:: RECORDS FOR THIS TASK

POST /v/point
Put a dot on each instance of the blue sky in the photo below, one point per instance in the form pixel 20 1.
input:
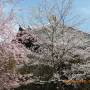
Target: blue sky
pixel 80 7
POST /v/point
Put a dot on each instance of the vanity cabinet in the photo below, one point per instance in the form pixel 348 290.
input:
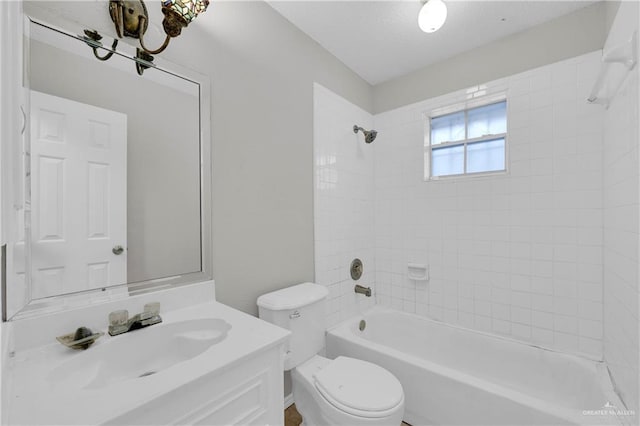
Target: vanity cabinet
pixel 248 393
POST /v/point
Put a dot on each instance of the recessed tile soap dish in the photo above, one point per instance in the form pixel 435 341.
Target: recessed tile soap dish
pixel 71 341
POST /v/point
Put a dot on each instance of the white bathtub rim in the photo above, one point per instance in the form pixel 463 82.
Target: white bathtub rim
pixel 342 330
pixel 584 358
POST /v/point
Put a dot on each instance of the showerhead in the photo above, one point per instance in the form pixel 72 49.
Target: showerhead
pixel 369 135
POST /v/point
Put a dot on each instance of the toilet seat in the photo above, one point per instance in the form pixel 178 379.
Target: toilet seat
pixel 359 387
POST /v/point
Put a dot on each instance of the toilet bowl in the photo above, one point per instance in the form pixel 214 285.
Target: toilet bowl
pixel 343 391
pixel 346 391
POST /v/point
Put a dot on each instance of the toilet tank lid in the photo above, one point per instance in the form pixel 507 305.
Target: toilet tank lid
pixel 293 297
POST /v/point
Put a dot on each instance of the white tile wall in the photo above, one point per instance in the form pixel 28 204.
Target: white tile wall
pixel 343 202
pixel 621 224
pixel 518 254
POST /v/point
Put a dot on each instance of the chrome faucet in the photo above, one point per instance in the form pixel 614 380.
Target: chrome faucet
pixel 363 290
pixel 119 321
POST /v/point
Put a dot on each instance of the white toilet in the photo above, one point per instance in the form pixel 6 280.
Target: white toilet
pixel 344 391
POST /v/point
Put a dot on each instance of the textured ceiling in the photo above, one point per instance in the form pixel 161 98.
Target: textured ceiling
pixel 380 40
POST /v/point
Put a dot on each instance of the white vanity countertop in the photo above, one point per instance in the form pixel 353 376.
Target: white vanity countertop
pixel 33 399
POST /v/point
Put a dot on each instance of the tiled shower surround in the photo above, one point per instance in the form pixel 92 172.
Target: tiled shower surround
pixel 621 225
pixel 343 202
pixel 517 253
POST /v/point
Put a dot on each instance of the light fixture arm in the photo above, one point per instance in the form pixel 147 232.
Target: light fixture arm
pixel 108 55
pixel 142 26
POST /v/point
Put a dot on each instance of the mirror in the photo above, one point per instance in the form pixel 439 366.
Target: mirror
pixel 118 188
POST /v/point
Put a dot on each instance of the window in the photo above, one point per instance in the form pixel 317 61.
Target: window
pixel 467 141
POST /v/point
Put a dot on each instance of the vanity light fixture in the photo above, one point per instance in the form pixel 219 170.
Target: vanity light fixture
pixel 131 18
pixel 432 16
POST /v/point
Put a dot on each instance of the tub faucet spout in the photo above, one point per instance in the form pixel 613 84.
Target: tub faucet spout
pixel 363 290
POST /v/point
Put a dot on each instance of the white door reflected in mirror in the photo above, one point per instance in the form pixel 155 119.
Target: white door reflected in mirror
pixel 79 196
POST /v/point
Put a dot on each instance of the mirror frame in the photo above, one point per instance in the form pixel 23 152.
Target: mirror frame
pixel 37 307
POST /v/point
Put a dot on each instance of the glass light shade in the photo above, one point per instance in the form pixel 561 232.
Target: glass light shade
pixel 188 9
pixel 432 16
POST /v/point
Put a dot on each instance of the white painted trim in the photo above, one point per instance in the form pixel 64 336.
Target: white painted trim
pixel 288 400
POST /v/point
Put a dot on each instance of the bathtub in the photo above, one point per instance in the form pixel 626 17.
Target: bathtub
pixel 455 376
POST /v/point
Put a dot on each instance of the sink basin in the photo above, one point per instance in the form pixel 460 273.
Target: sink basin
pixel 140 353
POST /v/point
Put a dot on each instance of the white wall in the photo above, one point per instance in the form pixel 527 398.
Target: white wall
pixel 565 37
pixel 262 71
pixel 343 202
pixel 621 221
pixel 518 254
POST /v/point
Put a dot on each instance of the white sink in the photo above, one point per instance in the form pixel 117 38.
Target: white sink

::::

## PROBLEM DESCRIPTION
Look through the entries above and find each line where the word "below" occurs; copy those lines.

## REPLY TO THE EXERCISE
Put a dot on each instance of the blue sky in the photo below, one point per instance in the form pixel 20 1.
Put a dot on each instance of the vanity cabinet in the photo below, one point per instance in the form pixel 348 290.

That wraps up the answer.